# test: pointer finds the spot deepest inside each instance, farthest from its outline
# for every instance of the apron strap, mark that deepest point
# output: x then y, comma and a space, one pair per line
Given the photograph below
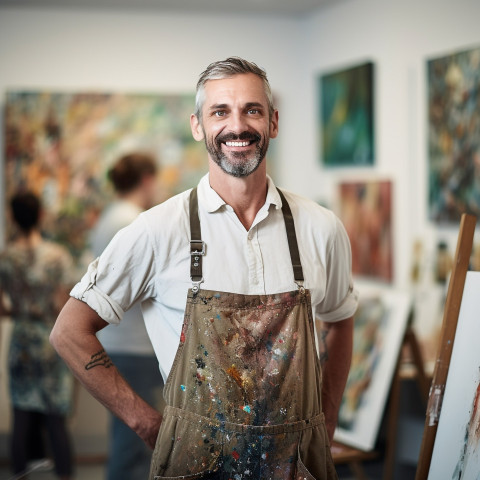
292, 239
197, 246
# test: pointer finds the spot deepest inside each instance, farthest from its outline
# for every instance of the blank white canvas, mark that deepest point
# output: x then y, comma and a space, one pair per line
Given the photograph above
460, 391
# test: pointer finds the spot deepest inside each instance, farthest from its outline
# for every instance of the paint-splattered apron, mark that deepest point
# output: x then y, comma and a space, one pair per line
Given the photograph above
243, 396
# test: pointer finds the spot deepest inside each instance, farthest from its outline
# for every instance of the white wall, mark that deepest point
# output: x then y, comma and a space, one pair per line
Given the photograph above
138, 52
398, 37
77, 50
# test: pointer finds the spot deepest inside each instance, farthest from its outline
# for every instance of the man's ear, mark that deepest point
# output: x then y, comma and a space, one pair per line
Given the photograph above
274, 124
197, 130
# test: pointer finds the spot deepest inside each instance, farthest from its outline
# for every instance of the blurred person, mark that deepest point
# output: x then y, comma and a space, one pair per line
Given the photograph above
133, 179
35, 276
234, 276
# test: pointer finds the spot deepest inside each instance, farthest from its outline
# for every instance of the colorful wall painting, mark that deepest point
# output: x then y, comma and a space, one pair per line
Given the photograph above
61, 145
380, 324
456, 452
347, 116
454, 135
365, 208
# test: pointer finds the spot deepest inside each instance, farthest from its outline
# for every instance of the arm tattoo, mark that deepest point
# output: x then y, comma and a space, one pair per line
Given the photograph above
99, 359
323, 346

* * * * * * *

• **Aim**:
From the entries above, pull out each line that contains the word "every". Case counts.

• **The output**:
# for every instance of the apron strap, mark that deepest point
# for every instance of the blank white canvas, mark that deepest point
# for every instance of the paint-splattered apron, mark that deepest point
# for every instance of the white wall, mark that deepest point
# for every instance of the man's ear, mark that deepest point
# for every instance of the blurred person, mark that deepest point
# for every instance of the colorful wall painting, mark that deepest point
# for every instance of the arm tattoo, mark that deepest point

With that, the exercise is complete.